** start Data to use **

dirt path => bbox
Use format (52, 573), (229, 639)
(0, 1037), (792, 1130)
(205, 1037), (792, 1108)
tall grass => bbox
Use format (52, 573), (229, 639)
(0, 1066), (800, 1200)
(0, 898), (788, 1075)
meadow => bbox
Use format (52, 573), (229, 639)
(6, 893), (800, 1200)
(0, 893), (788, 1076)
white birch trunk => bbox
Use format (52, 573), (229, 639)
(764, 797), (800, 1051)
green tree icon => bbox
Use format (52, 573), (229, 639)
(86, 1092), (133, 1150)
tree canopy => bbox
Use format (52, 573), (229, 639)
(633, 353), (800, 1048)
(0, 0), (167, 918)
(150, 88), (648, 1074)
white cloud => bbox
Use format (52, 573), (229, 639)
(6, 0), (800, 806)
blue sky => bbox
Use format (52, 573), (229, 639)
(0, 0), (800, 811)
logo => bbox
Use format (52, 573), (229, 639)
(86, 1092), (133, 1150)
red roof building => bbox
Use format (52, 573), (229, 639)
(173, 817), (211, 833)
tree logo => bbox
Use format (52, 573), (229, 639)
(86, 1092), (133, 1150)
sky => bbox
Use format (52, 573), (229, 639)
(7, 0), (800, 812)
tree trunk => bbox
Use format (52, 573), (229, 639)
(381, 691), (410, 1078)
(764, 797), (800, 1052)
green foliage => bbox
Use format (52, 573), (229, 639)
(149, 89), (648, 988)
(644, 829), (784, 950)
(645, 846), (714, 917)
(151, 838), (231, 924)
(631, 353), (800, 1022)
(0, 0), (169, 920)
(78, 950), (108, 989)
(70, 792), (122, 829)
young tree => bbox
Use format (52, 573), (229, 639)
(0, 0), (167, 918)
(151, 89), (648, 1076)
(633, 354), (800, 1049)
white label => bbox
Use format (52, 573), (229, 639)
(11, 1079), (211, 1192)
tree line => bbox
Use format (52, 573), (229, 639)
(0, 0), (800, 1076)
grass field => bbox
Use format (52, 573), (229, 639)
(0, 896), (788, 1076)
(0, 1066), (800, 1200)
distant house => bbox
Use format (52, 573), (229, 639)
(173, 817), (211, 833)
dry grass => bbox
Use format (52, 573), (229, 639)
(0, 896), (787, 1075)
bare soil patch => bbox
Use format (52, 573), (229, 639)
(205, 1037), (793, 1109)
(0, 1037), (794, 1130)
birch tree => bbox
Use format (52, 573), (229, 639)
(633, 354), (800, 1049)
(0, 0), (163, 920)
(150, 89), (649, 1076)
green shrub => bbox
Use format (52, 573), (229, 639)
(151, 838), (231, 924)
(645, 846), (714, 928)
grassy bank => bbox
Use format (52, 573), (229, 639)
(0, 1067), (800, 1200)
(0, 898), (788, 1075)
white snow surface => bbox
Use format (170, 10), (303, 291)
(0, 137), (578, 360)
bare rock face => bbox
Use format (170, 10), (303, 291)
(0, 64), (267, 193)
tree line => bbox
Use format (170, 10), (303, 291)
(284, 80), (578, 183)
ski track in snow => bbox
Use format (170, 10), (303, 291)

** end Data to use **
** start Data to use **

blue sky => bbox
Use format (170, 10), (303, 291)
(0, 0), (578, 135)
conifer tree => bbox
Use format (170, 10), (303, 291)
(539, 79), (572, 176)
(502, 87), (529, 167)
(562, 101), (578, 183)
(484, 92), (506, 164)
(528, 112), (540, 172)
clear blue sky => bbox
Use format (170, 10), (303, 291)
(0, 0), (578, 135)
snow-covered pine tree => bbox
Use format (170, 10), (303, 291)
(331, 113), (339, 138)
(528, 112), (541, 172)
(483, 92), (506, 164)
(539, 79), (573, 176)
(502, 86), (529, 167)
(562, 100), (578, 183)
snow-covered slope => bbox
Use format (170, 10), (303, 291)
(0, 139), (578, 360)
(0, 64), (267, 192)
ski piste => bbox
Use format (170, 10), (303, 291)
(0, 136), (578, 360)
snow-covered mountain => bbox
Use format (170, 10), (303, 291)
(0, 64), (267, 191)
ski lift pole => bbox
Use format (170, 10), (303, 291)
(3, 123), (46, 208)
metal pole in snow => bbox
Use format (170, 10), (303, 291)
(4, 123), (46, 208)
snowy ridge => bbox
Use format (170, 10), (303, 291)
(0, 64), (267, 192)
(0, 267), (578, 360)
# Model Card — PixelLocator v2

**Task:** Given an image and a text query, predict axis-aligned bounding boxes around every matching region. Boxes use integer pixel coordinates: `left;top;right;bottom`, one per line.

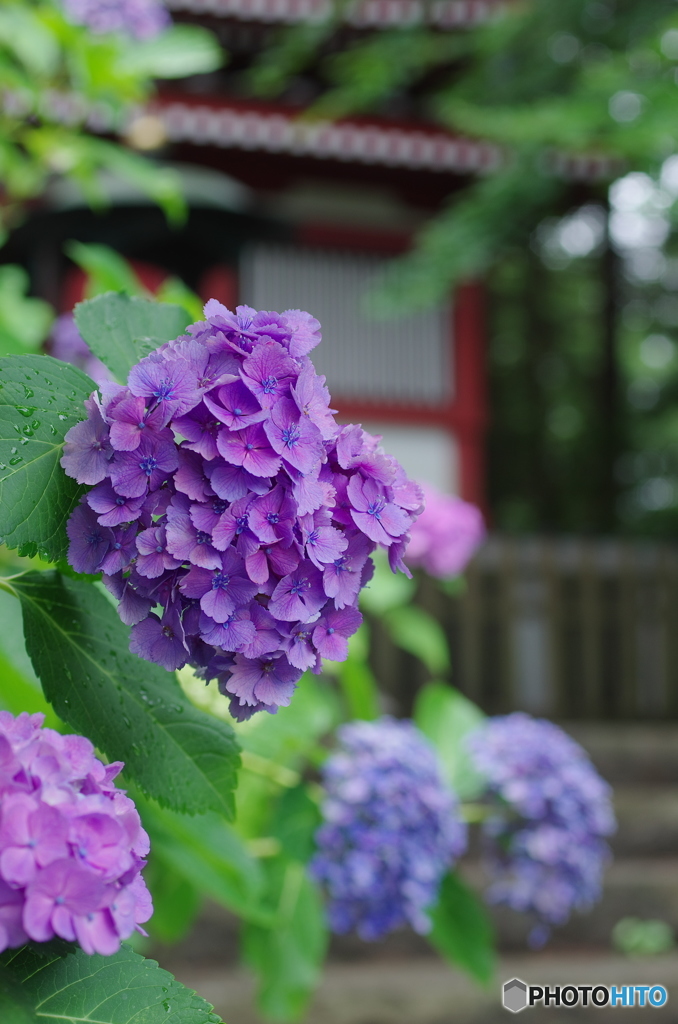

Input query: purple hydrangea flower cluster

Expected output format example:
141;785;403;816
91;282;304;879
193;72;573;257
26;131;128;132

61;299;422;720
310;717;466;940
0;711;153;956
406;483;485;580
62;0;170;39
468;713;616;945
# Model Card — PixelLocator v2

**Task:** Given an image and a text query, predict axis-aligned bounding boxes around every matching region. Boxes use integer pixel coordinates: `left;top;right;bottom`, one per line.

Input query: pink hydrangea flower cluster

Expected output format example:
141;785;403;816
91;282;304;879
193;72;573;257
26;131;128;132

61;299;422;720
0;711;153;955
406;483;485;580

** end Data to use **
** start Data to use **

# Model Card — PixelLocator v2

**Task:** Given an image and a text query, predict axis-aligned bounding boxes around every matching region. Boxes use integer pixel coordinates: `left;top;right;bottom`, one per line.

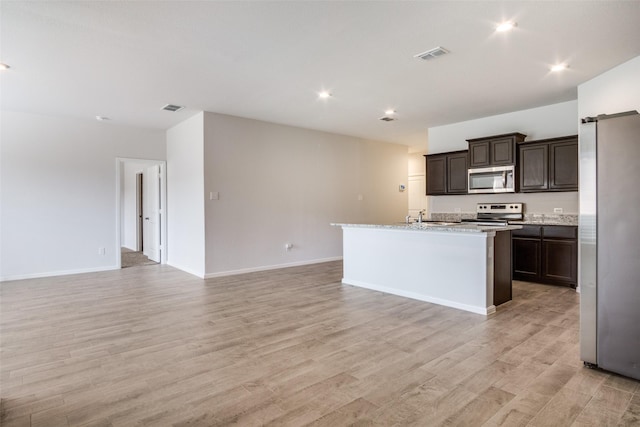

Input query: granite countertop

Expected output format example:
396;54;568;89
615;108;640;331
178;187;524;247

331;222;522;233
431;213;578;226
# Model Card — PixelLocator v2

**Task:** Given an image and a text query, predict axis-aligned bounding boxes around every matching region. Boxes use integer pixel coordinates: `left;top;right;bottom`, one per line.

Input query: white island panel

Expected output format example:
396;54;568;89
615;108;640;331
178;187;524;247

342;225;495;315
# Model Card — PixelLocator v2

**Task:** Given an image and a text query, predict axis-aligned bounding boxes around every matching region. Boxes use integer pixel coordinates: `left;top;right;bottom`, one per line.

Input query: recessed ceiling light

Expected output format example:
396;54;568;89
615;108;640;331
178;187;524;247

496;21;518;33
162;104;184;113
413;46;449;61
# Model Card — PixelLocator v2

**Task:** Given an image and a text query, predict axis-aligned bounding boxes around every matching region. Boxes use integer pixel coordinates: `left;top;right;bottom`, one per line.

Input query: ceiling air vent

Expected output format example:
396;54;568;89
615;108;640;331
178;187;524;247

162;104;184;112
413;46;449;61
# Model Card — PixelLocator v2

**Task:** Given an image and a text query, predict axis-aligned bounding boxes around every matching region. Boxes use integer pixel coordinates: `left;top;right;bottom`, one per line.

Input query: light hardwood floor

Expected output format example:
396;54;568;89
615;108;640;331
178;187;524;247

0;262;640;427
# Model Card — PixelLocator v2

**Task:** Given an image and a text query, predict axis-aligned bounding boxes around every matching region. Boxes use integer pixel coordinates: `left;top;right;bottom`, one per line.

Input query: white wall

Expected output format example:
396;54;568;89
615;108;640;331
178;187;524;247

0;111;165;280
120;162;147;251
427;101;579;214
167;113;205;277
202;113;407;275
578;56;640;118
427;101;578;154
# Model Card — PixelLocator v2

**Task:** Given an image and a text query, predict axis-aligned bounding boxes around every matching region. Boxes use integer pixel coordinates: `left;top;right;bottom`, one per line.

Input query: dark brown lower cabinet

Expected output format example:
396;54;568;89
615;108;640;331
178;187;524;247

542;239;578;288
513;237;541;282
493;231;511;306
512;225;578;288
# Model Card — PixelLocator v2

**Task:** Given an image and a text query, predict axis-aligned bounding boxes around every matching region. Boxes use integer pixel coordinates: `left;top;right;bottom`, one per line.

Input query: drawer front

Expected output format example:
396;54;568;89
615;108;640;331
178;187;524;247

** end Data to use **

The task: Recast the lines above as a Markdown table with the columns Row and Line, numbering each row and leaving out any blank lines. Begin at the line that contains "green foliage => bbox" and stop after the line that contains "(0, 0), (800, 1076)".

Written answer:
| Row | Line |
|---|---|
| 1 | green foliage => bbox |
| 2 | Use format (52, 573), (229, 639) |
| 3 | (149, 89), (648, 988) |
| 4 | (644, 829), (784, 950) |
| 5 | (645, 846), (714, 917) |
| 6 | (151, 838), (231, 924) |
| 7 | (631, 353), (800, 1022) |
| 8 | (0, 0), (169, 920) |
| 9 | (78, 950), (108, 989) |
| 10 | (70, 792), (122, 829) |
| 11 | young tree => bbox |
| 12 | Use format (52, 573), (229, 639) |
| 13 | (0, 0), (167, 918) |
| 14 | (151, 89), (648, 1076) |
| 15 | (633, 354), (800, 1049) |
| 16 | white label => bbox |
| 17 | Use format (52, 573), (229, 639) |
| 18 | (11, 1079), (211, 1192) |
| 19 | tree line => bbox |
| 20 | Use format (52, 573), (229, 639) |
| 21 | (0, 0), (800, 1076) |